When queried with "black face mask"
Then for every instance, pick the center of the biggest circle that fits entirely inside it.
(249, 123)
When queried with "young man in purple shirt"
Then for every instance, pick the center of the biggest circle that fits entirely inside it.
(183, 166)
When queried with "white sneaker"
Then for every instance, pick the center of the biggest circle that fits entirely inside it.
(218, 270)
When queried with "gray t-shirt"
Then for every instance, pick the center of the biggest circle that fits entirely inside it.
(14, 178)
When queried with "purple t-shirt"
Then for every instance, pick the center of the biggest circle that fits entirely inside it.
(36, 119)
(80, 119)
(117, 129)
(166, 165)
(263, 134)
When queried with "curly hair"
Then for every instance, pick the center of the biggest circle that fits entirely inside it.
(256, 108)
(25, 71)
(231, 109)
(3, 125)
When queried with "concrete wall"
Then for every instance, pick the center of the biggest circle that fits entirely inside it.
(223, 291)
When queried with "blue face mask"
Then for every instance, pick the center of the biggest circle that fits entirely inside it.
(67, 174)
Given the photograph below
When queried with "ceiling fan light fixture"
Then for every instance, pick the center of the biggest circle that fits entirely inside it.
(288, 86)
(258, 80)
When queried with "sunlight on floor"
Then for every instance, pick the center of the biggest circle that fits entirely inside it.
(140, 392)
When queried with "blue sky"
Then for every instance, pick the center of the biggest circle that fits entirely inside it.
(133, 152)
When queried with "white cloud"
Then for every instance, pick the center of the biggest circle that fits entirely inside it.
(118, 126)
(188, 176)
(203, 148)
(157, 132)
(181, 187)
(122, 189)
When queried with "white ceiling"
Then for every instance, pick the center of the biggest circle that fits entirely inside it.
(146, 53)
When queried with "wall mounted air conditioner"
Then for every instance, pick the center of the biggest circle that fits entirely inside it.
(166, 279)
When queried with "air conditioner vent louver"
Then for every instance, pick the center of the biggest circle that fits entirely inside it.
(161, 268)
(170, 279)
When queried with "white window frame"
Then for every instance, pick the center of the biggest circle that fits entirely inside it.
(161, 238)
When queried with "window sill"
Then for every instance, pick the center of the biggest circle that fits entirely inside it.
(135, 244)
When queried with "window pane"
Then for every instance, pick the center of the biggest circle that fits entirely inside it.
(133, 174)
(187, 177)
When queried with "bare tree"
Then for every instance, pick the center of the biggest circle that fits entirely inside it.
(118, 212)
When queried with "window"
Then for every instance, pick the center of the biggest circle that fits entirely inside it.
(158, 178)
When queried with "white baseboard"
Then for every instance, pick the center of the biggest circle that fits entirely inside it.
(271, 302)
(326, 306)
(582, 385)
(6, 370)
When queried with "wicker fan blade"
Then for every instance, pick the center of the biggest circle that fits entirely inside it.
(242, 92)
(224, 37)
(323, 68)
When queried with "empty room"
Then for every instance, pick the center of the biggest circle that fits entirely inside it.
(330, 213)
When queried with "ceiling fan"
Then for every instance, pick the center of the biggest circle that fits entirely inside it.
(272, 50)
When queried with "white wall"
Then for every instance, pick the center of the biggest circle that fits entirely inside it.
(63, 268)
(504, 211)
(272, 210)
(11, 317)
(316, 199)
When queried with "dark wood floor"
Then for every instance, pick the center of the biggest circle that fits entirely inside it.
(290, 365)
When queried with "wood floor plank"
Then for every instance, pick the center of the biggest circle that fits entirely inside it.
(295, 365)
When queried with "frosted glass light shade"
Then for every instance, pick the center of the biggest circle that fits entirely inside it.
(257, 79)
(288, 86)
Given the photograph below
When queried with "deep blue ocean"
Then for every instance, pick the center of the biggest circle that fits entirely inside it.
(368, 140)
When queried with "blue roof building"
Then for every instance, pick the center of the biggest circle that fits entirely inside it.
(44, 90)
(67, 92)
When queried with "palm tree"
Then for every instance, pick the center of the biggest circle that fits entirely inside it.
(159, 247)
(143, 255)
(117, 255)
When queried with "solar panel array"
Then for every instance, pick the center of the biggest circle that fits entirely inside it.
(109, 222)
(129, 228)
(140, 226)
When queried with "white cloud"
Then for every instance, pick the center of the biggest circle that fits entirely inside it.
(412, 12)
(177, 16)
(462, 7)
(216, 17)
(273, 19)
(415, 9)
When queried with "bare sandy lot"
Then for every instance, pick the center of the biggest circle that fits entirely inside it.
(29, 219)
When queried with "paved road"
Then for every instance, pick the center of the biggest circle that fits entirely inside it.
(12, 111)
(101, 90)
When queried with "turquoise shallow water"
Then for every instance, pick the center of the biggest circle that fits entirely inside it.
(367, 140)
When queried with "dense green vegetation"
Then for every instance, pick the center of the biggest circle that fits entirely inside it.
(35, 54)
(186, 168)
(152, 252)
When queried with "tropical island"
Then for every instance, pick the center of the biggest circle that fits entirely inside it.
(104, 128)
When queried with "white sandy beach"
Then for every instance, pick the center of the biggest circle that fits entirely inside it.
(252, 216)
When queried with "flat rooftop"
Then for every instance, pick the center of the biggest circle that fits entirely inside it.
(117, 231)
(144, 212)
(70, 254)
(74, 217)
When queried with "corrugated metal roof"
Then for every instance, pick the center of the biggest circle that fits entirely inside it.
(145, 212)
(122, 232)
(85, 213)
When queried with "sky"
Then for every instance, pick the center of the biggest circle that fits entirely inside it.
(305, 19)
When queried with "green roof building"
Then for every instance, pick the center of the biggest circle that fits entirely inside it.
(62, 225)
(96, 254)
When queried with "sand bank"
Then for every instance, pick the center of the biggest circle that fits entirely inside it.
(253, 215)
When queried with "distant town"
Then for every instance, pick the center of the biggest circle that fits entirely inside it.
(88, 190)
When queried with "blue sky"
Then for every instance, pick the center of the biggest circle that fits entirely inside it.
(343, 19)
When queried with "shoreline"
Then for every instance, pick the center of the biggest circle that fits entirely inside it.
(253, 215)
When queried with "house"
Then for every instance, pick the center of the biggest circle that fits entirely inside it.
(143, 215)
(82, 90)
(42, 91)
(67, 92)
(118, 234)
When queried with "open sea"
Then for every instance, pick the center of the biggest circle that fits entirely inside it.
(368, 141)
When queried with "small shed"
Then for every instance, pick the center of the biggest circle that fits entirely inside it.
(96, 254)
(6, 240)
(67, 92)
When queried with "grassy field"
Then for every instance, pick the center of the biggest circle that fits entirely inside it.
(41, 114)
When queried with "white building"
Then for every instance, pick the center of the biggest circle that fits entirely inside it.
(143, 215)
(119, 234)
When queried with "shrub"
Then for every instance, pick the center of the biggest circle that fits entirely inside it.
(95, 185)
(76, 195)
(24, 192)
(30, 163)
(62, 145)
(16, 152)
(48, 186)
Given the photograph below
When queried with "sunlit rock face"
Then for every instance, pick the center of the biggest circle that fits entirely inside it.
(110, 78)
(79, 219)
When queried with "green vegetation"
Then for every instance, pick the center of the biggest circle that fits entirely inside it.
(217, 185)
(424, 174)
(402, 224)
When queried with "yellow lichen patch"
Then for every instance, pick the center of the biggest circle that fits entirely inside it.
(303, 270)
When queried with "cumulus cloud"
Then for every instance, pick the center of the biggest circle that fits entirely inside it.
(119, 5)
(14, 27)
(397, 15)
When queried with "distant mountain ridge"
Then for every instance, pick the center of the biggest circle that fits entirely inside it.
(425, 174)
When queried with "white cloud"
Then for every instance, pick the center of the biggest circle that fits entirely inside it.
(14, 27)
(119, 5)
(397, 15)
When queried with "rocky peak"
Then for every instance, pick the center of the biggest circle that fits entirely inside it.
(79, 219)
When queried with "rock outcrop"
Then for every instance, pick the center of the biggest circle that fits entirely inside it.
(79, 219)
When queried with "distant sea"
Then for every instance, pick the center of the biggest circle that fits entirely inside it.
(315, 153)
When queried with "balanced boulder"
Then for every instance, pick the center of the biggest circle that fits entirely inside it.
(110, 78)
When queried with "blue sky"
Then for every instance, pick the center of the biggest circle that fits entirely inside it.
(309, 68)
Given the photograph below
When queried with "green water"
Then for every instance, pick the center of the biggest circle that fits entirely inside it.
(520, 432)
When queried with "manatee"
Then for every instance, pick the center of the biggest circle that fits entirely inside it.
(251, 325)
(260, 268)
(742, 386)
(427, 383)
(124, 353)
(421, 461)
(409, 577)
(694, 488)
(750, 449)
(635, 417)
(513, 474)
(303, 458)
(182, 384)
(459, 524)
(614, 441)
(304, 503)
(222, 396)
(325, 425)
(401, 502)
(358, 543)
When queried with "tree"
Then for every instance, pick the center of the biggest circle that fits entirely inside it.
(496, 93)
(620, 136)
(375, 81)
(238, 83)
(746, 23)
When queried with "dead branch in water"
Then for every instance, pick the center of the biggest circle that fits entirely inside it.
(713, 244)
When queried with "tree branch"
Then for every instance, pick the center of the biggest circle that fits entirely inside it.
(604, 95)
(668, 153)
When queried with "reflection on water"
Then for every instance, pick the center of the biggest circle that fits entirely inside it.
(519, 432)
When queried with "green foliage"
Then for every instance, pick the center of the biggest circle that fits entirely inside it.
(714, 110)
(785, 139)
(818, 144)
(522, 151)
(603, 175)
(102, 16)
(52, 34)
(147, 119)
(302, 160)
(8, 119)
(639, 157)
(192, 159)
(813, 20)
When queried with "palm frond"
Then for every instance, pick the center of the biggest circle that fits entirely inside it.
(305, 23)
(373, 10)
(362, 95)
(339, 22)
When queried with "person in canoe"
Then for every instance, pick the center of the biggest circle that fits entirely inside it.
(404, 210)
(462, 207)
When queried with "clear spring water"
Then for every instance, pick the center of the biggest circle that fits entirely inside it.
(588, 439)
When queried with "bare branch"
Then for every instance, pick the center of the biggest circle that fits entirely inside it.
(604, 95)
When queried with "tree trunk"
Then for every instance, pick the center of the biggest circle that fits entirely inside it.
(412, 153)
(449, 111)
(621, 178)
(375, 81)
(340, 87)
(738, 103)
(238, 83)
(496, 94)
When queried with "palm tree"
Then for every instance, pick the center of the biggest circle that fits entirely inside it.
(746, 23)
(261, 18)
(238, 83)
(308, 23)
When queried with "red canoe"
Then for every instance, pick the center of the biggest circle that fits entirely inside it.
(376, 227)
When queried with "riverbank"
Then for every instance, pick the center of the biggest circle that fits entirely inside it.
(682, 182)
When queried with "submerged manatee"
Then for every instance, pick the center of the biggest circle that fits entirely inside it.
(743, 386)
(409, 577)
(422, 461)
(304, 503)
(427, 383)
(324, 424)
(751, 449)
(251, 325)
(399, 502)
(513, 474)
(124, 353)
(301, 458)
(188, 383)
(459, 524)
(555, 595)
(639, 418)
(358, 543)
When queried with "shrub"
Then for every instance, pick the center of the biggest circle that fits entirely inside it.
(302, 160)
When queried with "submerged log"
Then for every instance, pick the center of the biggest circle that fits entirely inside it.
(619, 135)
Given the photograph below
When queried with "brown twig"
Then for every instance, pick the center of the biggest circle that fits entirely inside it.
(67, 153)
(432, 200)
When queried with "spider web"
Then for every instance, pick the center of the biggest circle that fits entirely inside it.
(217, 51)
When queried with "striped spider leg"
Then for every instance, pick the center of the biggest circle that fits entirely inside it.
....
» **Directions for this task**: Say the number of lines in the listing that hold "floor", with no added words.

» **Answer to this task**: 3